Rewrite the material below, changing every "laid out like this sample" to "in the same format as this sample" and keeping everything else the same. Leave the pictures out of your version.

::::::

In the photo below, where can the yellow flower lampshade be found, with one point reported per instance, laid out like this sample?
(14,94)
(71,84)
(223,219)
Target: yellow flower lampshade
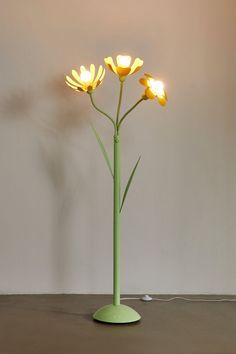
(154,89)
(86,80)
(123,65)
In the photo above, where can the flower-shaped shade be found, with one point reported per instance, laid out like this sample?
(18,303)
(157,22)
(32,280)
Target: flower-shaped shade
(123,67)
(86,80)
(154,89)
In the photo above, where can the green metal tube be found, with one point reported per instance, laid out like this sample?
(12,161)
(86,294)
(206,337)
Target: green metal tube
(116,222)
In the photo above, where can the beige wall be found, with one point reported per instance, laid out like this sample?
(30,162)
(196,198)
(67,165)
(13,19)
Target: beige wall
(179,224)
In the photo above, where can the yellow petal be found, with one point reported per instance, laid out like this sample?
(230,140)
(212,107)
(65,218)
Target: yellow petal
(137,64)
(76,76)
(110,64)
(82,68)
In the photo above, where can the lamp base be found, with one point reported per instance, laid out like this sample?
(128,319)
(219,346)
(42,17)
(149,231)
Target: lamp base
(116,314)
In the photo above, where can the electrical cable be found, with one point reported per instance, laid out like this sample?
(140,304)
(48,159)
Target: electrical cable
(147,298)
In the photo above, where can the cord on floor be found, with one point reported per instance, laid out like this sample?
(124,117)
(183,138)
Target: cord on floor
(147,298)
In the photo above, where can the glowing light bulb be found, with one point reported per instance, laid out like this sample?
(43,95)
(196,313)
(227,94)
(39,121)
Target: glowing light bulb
(85,76)
(123,61)
(157,87)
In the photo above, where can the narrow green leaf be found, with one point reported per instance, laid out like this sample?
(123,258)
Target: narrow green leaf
(129,182)
(103,150)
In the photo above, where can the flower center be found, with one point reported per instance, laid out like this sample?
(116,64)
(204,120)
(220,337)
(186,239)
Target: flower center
(157,87)
(85,76)
(123,61)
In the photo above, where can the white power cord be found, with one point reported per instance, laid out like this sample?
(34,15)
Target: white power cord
(148,298)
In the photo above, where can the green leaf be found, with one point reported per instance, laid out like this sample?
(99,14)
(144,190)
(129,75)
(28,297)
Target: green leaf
(129,182)
(103,150)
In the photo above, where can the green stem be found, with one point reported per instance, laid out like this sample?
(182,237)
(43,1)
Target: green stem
(119,103)
(135,105)
(116,222)
(99,110)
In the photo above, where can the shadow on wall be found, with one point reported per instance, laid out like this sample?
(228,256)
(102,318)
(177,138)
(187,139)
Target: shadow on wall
(58,133)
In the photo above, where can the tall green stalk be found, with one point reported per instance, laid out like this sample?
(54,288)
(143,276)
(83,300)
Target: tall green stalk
(117,205)
(116,222)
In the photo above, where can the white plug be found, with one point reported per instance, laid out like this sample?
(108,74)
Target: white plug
(146,298)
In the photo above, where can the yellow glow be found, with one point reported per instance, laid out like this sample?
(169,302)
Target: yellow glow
(123,61)
(85,76)
(157,87)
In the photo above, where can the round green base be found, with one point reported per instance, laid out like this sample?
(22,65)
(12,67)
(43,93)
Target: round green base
(116,314)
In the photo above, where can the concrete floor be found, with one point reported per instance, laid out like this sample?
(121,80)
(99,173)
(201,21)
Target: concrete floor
(62,324)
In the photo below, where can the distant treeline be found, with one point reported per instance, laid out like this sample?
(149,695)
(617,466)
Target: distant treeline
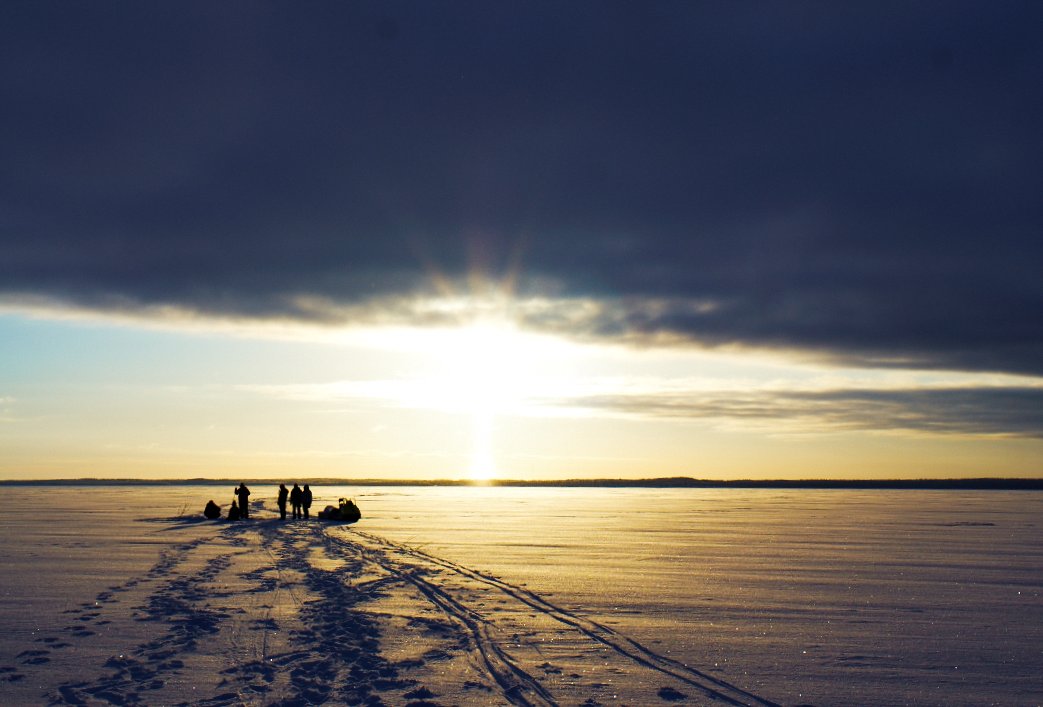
(671,482)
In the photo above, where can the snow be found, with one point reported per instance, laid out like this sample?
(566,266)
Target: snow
(512,595)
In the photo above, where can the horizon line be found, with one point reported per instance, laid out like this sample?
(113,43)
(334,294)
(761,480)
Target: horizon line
(976,483)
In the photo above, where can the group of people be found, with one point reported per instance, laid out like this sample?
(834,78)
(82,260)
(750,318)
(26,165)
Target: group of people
(300,501)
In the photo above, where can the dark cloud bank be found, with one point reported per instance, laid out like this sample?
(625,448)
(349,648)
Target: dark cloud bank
(858,179)
(990,412)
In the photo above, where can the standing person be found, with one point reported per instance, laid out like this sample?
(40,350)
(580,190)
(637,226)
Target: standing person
(306,500)
(244,501)
(295,501)
(283,494)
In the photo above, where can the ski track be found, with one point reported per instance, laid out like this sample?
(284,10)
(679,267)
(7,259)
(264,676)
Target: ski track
(332,650)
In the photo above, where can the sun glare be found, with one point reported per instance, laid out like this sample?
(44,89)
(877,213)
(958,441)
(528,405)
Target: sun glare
(487,371)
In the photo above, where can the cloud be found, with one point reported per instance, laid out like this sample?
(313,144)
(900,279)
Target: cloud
(985,411)
(853,180)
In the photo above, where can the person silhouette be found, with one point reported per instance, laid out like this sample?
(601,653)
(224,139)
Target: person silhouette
(244,501)
(283,493)
(295,498)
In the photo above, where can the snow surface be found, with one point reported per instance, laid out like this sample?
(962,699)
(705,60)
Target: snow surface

::::::

### THE ANSWER
In the photo below, where can the yellow flower lampshade be found, with one point reported per instance, in the same format as this sample?
(14,94)
(71,84)
(223,219)
Target: yellow flower lampshade
(154,89)
(86,80)
(123,65)
In the photo above, where can the flower-shaped shade be found, with one point reported per instance, in the same format as this sample?
(18,303)
(157,22)
(32,280)
Target: flower-shaped shade
(123,67)
(86,80)
(154,89)
In the photo above, where can the green metal tube be found, with one point reported per instance, in the same format as this sample?
(12,161)
(86,294)
(206,337)
Target: green metal tube
(116,222)
In the photo above, where can the beige wall be found, with one point reported per instance, in the same format as this sample?
(30,162)
(196,198)
(67,165)
(13,19)
Target: beige wall
(179,224)
In the photo above, where can the yellow petal be found, with one point reported per instance, in the same format as this sample?
(230,140)
(212,107)
(65,218)
Target: yellow petal
(137,64)
(76,76)
(110,64)
(82,68)
In the photo above, where can the lamp base be found, with one point reported per instance, in the same format as this sample?
(128,319)
(219,346)
(42,17)
(149,231)
Target: lamp base
(116,314)
In the photo above, where can the electrical cable be found, with one point reported per instance, in the same format as this sample?
(140,304)
(48,159)
Target: electrical cable
(147,298)
In the photo above, where can the cord on floor be found, with one point reported per instance, in the same format as this sample?
(124,117)
(183,138)
Target: cord on floor
(147,298)
In the photo above, where can the glowing light bulb be found, with one point reported per instance, in the same format as this sample?
(43,95)
(196,313)
(227,94)
(39,121)
Target: glowing light bulb
(85,76)
(123,61)
(157,87)
In the photo above, where can the narrow green leaf be found, with one point reported per instance, in the same format as this sample?
(123,258)
Target: narrow green leaf
(129,182)
(103,150)
In the photo above, where can the flower center be found, with one point reported per instance, in the same format as this sample?
(116,64)
(204,120)
(220,337)
(186,239)
Target: flower center
(157,87)
(85,76)
(123,61)
In the photo above, where can the white power cord be found, with one point reported per instance, in the same format as this sample?
(34,15)
Target: white power cord
(148,298)
In the photo above, where can the green leaf be found, with one point reported per instance, in the same format as this sample?
(99,14)
(144,190)
(129,75)
(28,297)
Target: green leaf
(129,182)
(103,150)
In the photo above, where can the green stem be found, with one point reported per instance, in the same format as this sample?
(182,237)
(43,1)
Target: green stem
(119,103)
(135,105)
(116,222)
(99,110)
In the photo above, where can the shadow on wall be found, with one point reported per instance, in the same format as this sample?
(228,256)
(102,318)
(177,138)
(187,139)
Target: shadow on wall
(58,133)
In the photo above, where can the tall green stalk be found, with one point reported per instance, in the same format as this sample?
(54,288)
(143,276)
(83,300)
Target: tall green stalk
(117,205)
(116,222)
In the photo above, where can the white plug be found, with one point reported per instance, in the same format as this sample?
(108,74)
Target: white plug
(146,298)
In the photo above, where can the yellow glow be found, with one point reported per instance, in the same format as this sample?
(169,302)
Target: yellow glow
(123,61)
(85,76)
(157,87)
In the photo above, where can the round green base be found, with one point reported per instance, in the same format as this sample?
(22,65)
(12,67)
(43,93)
Target: round green base
(116,314)
In the photo above, where can the concrete floor be found, with one point reported per instance, in the same format as this sample?
(121,80)
(99,173)
(201,21)
Target: concrete floor
(62,324)
In the photo below, where can the distant treeline be found, with one point reported per instance, in the same format as this sample?
(149,695)
(617,466)
Target: distant treeline
(671,482)
In the photo above, where can the snow be found, with one point reported per instance, in the same format as this sample?
(566,266)
Target: snow
(512,595)
In the photo above, where can the horizon line be found, with one point reported per instance, in the same format as this sample?
(113,43)
(334,294)
(761,480)
Target: horizon line
(976,483)
In the photo above, where can the group of people be found, with one point reported per instance, in the same format as this sample?
(834,78)
(82,260)
(750,318)
(26,165)
Target: group of people
(300,501)
In the photo above, where can the dark cloud bank be found, with one point reported per instance, in the same format as this sample?
(625,448)
(349,648)
Target: dark cloud bank
(858,179)
(990,412)
In the photo above, where can the standing person be found, with one point reported per instance, in the same format as this sample?
(40,350)
(580,190)
(637,226)
Target: standing person
(306,500)
(244,501)
(295,501)
(283,494)
In the photo above, where can the ski track be found, with one point reported per instance, in the same format as this sample?
(284,10)
(679,267)
(7,259)
(264,676)
Target: ski track
(332,650)
In the photo above, where can the sun glare be found, with one point reported per instance, in the same format as this sample?
(44,89)
(877,213)
(958,441)
(528,405)
Target: sun glare
(487,371)
In the photo above, where can the cloud be found, with one point reported per instance, in the same format as this sample?
(313,144)
(900,279)
Target: cloud
(985,411)
(853,180)
In the photo above, where can the person silhouette be found, with one point reported per instance, in the same format as this sample?
(601,653)
(224,139)
Target: person silhouette
(244,501)
(283,493)
(295,498)
In the photo above, where can the snow surface be found, with one point reported per instance, in the same format as this sample?
(962,699)
(705,60)
Target: snow surface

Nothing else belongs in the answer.